* Recorded information:
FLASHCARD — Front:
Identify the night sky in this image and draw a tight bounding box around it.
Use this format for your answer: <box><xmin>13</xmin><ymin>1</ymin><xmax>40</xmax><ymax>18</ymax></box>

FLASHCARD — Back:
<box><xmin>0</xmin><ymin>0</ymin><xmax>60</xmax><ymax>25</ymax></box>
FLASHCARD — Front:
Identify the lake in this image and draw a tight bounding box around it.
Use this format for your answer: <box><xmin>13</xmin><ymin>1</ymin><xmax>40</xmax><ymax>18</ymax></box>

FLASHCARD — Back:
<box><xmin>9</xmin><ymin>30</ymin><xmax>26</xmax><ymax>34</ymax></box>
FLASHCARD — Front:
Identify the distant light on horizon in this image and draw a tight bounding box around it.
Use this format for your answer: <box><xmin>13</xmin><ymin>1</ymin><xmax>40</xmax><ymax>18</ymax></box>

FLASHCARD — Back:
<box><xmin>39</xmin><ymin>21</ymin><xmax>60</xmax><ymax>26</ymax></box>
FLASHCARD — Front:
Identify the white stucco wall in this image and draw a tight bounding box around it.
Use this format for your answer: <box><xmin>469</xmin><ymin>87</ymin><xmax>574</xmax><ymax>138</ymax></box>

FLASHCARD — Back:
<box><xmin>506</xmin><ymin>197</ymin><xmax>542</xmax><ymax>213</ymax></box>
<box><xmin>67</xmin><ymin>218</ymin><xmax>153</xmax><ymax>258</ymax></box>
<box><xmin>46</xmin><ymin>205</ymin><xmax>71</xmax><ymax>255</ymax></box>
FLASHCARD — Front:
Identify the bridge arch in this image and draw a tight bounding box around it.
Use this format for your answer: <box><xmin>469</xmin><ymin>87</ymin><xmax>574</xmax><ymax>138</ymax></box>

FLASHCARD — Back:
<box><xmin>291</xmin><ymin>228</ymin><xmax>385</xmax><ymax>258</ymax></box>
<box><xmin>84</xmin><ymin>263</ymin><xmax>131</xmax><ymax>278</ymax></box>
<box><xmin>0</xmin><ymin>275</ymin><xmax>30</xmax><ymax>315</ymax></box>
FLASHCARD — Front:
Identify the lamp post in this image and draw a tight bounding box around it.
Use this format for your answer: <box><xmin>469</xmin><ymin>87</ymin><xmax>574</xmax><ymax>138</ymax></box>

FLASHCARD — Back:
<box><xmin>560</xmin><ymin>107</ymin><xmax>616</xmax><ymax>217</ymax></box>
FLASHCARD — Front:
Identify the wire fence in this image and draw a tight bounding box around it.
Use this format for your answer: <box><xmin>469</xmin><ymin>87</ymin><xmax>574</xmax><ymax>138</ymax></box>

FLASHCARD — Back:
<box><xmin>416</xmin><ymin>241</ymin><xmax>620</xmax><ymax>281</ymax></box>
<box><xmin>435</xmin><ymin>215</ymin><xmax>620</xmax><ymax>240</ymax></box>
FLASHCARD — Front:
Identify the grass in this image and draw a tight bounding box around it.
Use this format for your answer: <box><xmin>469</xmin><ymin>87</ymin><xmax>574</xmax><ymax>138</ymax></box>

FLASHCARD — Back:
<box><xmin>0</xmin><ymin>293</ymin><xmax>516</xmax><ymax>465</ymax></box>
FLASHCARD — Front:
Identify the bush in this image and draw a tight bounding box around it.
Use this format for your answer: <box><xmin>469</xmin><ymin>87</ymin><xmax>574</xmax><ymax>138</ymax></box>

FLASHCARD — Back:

* Requirement:
State how many lines of the material above contain the string "bounding", with case significant. Give only the number.

* Written answer:
9